Der Mann entstammt einem stolzen, fränkischen Adelsgeschlecht und ist, egal ob im Bundestag oder an der Front am Hindukusch, immer top gestylt. Politik hat Tradition Im Hause Guttenberg, sein Großvater war Staatssekretär zwischen 1967 und 1969. Die holde Gattin – ebenfalls einem edlen Hause entsprungen – steht ihm in nichts nach. Stephanie Gräfin von Bismarck-Schönhausen ist die Urenkelin Otto von Bismarcks, dem „Eisernen Kanzler“ und entschiedenen Gegner der Arbeiterbewegung. Das traute Heim wird durch zwei Nachkommen und eine Burg abgerundet. Für den Boulevard ein Traum. Wie die Geburtsumstände es wollten, wurde „KT“ wie Parteifreunde ihn liebevoll kosen, mit dem goldenen Löffel im Mund geboren. Laut SPIEGEL (11/2009) wird das Familienvermögen des feschen Freiherrn auf ca. 600 Millionen Euro geschätzt. Sie gehören damit zu den 300 reichsten Familien bzw. Personen Deutschlands. Als Mitglied der CSU vertritt er ihren konservativen Kurs und die damit verbundenen Angriffe auf den Lebensstandard der Bevölkerungsmehrheit. Als Verteidigungsminister steht er wie kein anderer für den Krieg in Afghanistan.

Popularität

Warum in aller Welt, steht nun dieser Klasse(n)politiker des Geldadels unangefochten an der Spitze der Beliebtheitsskala? Viele sehen in ihm eine willkommene Abwechslung zu den austauschbaren Figuren der etablierten Parteien. Guttenberg ist rhetorisch begabt und mit einem Talent für Selbstinszenierung ausgestattet. Er konnte bisher den Eindruck erwecken, dass er ein „anderer“ Politiker sei: Jünger und glaubwürdiger. „KT“ war das erste Regierungsmitglied, welches den Krieg am Afghanistan auch beim Namen nannte. Das brachte ihm Pluspunkte. Undenkbar wären die Höhen seiner Popularität aber ohne die massive Unterstützung durch die meisten Medien, insbesondere die „Bild“. Springers Kampfblatt lässt keine Gelegenheit aus um den Franken über den grünen Klee zu loben. Wie sich aber noch zeigen wird, ist dies eine sehr oberflächliche Unterstützung durch die Masse der Menschen. Im Gegensatz zu prägenden und populären, politischen Figuren der Nachkriegszeit wie Brandt oder Strauß, basiert sie nicht auf einem stabilen Fundament. Im Gegenteil: Seine Politik steht im Widerspruch zu den Interessen seiner (bisherigen) Unterstützer.

━━━━━━━━━━

DEINE AUFGABE:
Welche Personen nennt der Text über Guttenberg außer ihm selbst mit Namen? Zeitungs- und Verlagsnamen zählen nicht. Die anschließenden Daten stammen aus einer anderen Quelle.

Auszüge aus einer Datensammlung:
━━━━━━━━━━

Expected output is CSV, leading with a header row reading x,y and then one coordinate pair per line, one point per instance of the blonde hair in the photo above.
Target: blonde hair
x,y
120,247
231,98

━━━━━━━━━━

ERGEBNIS:
- Stephanie Gräfin von Bismarck-Schönhausen
- Otto von Bismarck
- Brandt
- Strauß